What the task asks: All entries below are to be set down again, identical to the source.

Extracted records:
===============
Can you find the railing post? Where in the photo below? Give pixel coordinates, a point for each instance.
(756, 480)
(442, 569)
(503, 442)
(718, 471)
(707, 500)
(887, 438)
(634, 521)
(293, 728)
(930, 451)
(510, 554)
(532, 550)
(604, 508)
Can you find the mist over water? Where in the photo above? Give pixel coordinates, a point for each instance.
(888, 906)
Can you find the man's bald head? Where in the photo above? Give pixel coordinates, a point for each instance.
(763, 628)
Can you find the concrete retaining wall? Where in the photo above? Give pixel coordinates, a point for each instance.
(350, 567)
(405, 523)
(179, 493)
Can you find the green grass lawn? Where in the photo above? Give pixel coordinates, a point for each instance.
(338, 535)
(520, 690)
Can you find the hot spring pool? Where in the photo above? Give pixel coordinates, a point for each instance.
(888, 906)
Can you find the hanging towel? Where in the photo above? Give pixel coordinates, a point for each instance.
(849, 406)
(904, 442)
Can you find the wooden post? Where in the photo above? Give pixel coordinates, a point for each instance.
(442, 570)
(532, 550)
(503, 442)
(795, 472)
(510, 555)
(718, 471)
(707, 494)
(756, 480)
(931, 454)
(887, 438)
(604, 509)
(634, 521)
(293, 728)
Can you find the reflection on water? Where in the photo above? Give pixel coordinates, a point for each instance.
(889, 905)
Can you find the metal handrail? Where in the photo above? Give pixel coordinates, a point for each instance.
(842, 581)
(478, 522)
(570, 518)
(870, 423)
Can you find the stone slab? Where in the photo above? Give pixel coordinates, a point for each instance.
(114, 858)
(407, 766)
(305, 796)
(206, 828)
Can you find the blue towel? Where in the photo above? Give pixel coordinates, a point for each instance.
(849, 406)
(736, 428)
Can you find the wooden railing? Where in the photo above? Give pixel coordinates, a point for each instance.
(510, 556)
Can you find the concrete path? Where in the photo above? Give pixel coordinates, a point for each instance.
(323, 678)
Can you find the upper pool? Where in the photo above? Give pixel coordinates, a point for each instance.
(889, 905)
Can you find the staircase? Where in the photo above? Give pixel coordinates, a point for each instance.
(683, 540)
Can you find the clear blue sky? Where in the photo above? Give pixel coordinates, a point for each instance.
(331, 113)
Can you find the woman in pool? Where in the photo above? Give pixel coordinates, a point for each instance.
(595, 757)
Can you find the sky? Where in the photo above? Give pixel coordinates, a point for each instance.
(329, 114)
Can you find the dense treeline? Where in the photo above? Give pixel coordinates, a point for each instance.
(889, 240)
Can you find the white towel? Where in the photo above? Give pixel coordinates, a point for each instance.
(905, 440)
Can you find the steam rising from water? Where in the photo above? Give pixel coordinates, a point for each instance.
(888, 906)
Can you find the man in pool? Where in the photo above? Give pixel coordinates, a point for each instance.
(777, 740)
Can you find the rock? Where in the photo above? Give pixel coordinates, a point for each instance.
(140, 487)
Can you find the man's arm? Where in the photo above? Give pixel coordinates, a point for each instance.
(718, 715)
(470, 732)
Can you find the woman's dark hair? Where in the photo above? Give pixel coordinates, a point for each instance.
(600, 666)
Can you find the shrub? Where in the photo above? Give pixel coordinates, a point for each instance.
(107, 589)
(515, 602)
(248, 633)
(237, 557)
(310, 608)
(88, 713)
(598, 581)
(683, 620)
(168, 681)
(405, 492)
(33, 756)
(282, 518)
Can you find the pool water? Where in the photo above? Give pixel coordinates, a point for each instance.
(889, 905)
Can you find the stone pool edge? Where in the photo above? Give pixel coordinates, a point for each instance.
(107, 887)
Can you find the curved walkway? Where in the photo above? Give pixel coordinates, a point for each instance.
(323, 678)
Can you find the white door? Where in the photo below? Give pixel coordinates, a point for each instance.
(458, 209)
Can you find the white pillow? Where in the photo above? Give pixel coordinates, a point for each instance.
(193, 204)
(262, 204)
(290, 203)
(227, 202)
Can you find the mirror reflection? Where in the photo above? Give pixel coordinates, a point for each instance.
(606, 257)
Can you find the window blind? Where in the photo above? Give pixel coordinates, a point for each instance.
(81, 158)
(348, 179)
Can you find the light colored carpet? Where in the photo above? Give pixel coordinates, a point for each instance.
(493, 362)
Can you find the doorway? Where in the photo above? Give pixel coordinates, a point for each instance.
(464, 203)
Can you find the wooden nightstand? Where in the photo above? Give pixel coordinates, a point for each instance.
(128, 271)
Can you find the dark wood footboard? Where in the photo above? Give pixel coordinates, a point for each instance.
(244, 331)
===============
Output of the task:
Can you find the railing post? Where in the photo below? Give pixel coordinates, a point for each instance.
(756, 480)
(442, 569)
(503, 442)
(718, 471)
(707, 500)
(887, 438)
(634, 521)
(293, 728)
(930, 451)
(510, 554)
(532, 550)
(604, 508)
Can you find the mist over water? Where in the photo above? Give pixel coordinates, a point for each instance.
(888, 906)
Can you find the man's bald head? Where in the photo above? Give pixel coordinates, a point for each instance.
(763, 628)
Can you find the concrete retaining wall? Where in the photo above? Give pixel coordinates, a point for each instance.
(350, 567)
(405, 523)
(179, 493)
Can you find the green grass lawn? Where in the photo above? Give pixel coordinates, a point for each instance.
(338, 535)
(520, 690)
Can you find the hot spring pool? Where in the photo above? Give pixel coordinates, a point for each instance.
(888, 906)
Can you find the hanging towel? Where in the photo above? Give pixel coordinates, a point for each instance.
(849, 406)
(904, 442)
Can you find the wooden post? Where in the photo above? Give pixel coordinates, a point for each instance.
(442, 570)
(532, 550)
(503, 442)
(795, 472)
(510, 555)
(718, 471)
(707, 494)
(756, 480)
(931, 454)
(887, 438)
(604, 509)
(634, 521)
(293, 728)
Can you find the reflection on water? Where in the photo above? Give pixel coordinates, a point for each instance.
(889, 905)
Can you find the metal handrail? Where in the photo above? Give pixel coordinates, a point for each instance.
(842, 581)
(478, 522)
(570, 518)
(870, 423)
Can you find the stone slab? Where in the photo above? Give pixel coordinates, a point for each instance.
(114, 858)
(407, 766)
(305, 796)
(206, 828)
Can you find the blue towel? Where in the photo above? Give pixel coordinates, a point for each instance.
(849, 406)
(736, 428)
Can you find the wooden railing? Where in the photo above? Give pixel coordinates, a point for each instance.
(510, 556)
Can you find the concrete path? Where in the photo above? Give pixel coordinates, a point for each instance.
(323, 678)
Can you find the upper pool? Where in the photo above? Give pixel coordinates, a point for each instance.
(889, 905)
Can you find the staircase? Where in the photo above? Give pixel coordinates, a point for each instance.
(683, 540)
Can you find the clear blue sky? Where in the photo above? Give pixel coordinates, a point for each instance.
(331, 113)
Can you find the woman in pool? Where in the photo above? Give pixel coordinates, a point for each instance.
(595, 757)
Can you find the sky? Where in the photo above? Give pixel coordinates, a point for each instance.
(329, 114)
Can you find the dense treeline? Where in the photo above? Give pixel coordinates, a point for each instance.
(889, 240)
Can you find the white towel? Where in the photo above? Give pixel coordinates, a point for each instance.
(905, 440)
Can you find the steam rising from water? Where in the photo above? Give pixel coordinates, a point for each instance.
(888, 906)
Can you find the man in pool? Where in the photo above? Give pixel coordinates, a point for each instance.
(777, 740)
Can you find the rock? Where in the photo above? Give pixel coordinates, a point for each instance.
(140, 487)
Can you find the man's arm? Where in the photo above? Give pixel coordinates, a point for each instance.
(718, 715)
(470, 732)
Can you find the woman's dark hair? Where in the photo above? Give pixel coordinates, a point for each instance.
(600, 666)
Can you find the shrub? Where in the photo above? Give pixel coordinates, a point for each instance.
(107, 589)
(515, 602)
(248, 633)
(237, 557)
(310, 608)
(88, 713)
(598, 581)
(683, 620)
(168, 681)
(405, 492)
(33, 756)
(282, 518)
Can you find the pool water? Where in the photo above? Give pixel coordinates, a point for each instance.
(889, 905)
Can you find the stone pool edge? Where in the photo above? Give pixel coordinates, a point for each instance.
(107, 887)
Can you find the curved walkway? Where in the photo above? Give pixel coordinates, a point for each instance.
(323, 678)
Can you find the white door? Where in the photo below? Give pixel coordinates, a point for each instance.
(458, 209)
Can you find the white pillow? Where in the photo above? Give pixel coordinates, a point for each instance.
(193, 204)
(262, 204)
(290, 203)
(227, 202)
Can you find the mirror reflection? Where in the photo above? Give pixel coordinates, a point for each instance.
(606, 257)
Can you find the window blind? Where in the photo above? Give pixel coordinates, a point for each instance.
(81, 158)
(348, 179)
Can you find the light colored carpet? Where in the photo above? Give pixel coordinates, a point for each instance.
(493, 362)
Can you find the doorway? Where in the photo above? Give pixel coordinates, a point for each instance.
(464, 203)
Can you find the wooden nightstand? Where in the photo above? Give pixel coordinates, a point for each instance.
(128, 271)
Can you find the dark wood footboard? Where in the photo above? Give pixel coordinates, a point for each instance.
(244, 331)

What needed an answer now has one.